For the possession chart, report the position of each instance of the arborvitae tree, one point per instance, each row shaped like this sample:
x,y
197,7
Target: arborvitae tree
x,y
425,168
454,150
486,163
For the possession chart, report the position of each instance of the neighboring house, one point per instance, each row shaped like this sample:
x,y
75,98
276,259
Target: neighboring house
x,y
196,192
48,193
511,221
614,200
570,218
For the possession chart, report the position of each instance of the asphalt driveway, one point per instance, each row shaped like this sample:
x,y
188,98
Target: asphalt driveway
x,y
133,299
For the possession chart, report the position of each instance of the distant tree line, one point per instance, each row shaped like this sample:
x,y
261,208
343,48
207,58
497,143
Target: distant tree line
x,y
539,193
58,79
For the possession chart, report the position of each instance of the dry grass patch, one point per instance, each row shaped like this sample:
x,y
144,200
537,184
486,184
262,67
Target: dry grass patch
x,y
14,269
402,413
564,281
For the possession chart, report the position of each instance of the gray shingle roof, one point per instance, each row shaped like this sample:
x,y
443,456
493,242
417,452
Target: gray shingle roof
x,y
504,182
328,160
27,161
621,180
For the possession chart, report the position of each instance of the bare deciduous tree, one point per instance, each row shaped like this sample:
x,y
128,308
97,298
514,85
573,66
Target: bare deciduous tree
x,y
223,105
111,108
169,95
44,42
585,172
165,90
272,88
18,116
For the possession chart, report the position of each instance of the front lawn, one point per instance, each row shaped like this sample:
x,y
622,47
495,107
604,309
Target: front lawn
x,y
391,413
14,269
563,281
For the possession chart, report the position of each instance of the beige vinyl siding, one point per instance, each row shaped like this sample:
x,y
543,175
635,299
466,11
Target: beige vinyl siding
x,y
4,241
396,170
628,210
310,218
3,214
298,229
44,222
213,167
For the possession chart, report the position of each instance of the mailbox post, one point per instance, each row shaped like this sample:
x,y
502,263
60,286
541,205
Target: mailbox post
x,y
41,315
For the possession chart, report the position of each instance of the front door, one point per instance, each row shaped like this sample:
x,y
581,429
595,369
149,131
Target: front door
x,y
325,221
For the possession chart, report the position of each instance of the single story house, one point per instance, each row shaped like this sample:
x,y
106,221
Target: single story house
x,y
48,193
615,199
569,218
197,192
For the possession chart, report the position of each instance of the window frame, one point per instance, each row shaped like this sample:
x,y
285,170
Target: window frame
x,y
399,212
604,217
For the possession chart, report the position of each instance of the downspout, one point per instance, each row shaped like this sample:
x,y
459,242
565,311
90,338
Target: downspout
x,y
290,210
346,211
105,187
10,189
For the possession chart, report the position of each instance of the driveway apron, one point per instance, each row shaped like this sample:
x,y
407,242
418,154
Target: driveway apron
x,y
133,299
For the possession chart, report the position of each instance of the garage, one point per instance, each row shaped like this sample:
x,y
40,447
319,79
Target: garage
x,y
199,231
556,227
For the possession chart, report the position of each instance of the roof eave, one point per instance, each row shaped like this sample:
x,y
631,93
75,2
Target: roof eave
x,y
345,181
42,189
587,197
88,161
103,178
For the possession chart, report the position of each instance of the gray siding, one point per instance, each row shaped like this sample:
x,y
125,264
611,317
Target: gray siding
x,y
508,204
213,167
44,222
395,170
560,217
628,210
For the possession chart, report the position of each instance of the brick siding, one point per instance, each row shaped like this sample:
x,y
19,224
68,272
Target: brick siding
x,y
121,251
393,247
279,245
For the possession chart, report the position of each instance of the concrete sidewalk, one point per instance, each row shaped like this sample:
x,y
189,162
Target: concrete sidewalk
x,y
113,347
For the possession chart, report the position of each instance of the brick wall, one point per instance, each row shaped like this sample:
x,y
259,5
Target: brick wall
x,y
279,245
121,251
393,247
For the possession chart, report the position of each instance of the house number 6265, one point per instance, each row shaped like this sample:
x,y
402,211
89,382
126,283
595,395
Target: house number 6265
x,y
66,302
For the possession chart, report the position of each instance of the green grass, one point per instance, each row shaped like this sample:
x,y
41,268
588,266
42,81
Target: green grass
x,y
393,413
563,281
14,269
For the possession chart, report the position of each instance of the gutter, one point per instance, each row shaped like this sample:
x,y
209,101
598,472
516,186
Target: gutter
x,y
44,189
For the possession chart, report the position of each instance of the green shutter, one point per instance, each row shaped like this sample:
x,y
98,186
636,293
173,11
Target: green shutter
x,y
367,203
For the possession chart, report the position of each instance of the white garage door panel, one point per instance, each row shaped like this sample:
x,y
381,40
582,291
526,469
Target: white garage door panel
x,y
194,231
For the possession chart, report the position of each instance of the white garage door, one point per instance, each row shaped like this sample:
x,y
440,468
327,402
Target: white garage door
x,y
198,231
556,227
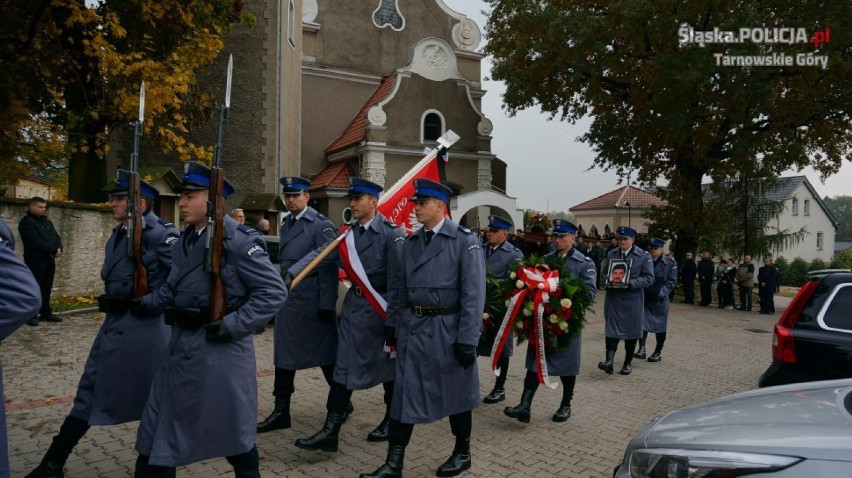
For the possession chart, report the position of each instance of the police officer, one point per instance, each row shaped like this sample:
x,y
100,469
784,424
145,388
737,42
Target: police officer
x,y
203,402
566,363
305,329
129,349
374,248
436,319
657,300
499,253
624,309
20,299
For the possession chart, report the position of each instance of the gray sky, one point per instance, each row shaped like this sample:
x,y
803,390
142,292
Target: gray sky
x,y
547,165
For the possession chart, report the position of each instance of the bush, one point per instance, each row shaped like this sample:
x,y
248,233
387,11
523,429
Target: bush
x,y
797,273
817,265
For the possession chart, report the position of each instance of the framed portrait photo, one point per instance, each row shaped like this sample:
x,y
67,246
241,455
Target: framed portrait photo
x,y
618,273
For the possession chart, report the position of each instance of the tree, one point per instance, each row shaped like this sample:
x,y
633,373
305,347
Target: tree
x,y
666,108
79,68
841,208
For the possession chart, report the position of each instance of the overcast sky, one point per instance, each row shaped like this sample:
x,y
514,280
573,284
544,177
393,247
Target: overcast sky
x,y
547,166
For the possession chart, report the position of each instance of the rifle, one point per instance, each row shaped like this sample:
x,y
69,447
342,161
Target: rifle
x,y
134,215
216,214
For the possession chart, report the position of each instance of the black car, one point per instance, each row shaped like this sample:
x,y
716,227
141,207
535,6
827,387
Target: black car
x,y
813,338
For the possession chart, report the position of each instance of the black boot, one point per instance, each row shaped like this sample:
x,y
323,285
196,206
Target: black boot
x,y
325,439
458,461
380,433
563,413
641,354
498,394
279,418
522,411
71,431
393,464
607,366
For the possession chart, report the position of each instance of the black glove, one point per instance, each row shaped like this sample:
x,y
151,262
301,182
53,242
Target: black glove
x,y
138,308
288,279
325,315
217,332
465,354
390,336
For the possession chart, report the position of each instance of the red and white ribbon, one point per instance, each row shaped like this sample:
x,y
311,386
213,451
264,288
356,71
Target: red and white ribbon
x,y
540,283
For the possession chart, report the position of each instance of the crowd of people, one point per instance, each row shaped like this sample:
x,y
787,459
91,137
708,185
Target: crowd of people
x,y
410,322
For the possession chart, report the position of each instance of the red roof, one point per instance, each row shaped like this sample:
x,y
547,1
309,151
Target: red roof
x,y
357,129
638,199
335,175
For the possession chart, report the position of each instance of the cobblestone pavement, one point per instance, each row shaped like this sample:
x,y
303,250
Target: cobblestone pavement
x,y
709,353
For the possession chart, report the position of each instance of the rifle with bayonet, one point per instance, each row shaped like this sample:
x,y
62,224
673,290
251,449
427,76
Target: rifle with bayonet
x,y
216,214
134,215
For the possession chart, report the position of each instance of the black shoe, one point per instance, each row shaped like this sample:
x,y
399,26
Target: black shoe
x,y
522,412
496,395
393,464
325,439
563,413
607,366
455,464
380,433
279,418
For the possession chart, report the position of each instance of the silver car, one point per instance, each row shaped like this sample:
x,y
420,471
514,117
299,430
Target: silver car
x,y
799,430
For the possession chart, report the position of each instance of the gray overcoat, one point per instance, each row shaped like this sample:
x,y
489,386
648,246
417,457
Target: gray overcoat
x,y
361,362
20,300
449,272
657,296
566,363
624,310
497,264
301,340
203,403
128,350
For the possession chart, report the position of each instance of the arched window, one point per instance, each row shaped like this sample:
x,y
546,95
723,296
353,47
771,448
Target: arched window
x,y
433,126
◇ ◇ ◇ ◇
Task to complete
Express as a Markdown table the lines of the rows above, starting with the line that contains "red roof, one" and going on through the final line of the rows. Put a running number under No. and each line under Line, leaving out blank lines.

Solved exercise
| No. | Line |
|---|---|
| 1 | For the possession chart, report the position of each instance of the red roof, one point per instance, each row shaped like this sample: |
| 2 | x,y |
| 3 | 547,1 |
| 4 | 309,151 |
| 5 | Target: red roof |
| 6 | x,y |
| 7 | 357,129 |
| 8 | 638,199 |
| 9 | 335,175 |
| 10 | For the possession chart, report the position of each instance of the cobblestone pavement, one point per instance, each row shaped like this sample: |
| 11 | x,y |
| 12 | 303,250 |
| 13 | Target: cobblestone pavement |
| 14 | x,y |
| 15 | 709,353 |
| 16 | For the possession chart, report the position of each instance of the rifle with bayonet, one point per instance, each row shaped like this sample: |
| 17 | x,y |
| 18 | 62,224 |
| 19 | 673,290 |
| 20 | 251,449 |
| 21 | 427,76 |
| 22 | Target: rifle with bayonet |
| 23 | x,y |
| 24 | 216,214 |
| 25 | 134,215 |
| 26 | For the possession chart, report the position of each instance of the black shoe, one point per instance, each row shaped like this sample: |
| 27 | x,y |
| 28 | 399,26 |
| 29 | Target: black shoe |
| 30 | x,y |
| 31 | 522,412 |
| 32 | 496,395 |
| 33 | 393,464 |
| 34 | 325,439 |
| 35 | 563,413 |
| 36 | 607,366 |
| 37 | 455,464 |
| 38 | 380,433 |
| 39 | 279,418 |
| 40 | For the possession chart, report the position of each instance of the silver car, one point per instance, each row shaped like this sample: |
| 41 | x,y |
| 42 | 420,471 |
| 43 | 514,117 |
| 44 | 299,430 |
| 45 | Target: silver car |
| 46 | x,y |
| 47 | 799,430 |
| 48 | For the possession chart, report the position of each instance of the gray overcoat, one point per instance, each row shaped like this sample: |
| 49 | x,y |
| 50 | 489,386 |
| 51 | 648,246 |
| 52 | 417,457 |
| 53 | Target: gray overcoat |
| 54 | x,y |
| 55 | 361,362 |
| 56 | 20,300 |
| 57 | 449,272 |
| 58 | 657,296 |
| 59 | 566,363 |
| 60 | 624,310 |
| 61 | 497,264 |
| 62 | 301,340 |
| 63 | 203,403 |
| 64 | 128,350 |
| 65 | For the possession chart, report the position of each instance of the arched window, one point per instance, each row shaped like this sample: |
| 66 | x,y |
| 67 | 546,95 |
| 68 | 723,296 |
| 69 | 353,47 |
| 70 | 771,448 |
| 71 | Target: arched window |
| 72 | x,y |
| 73 | 433,126 |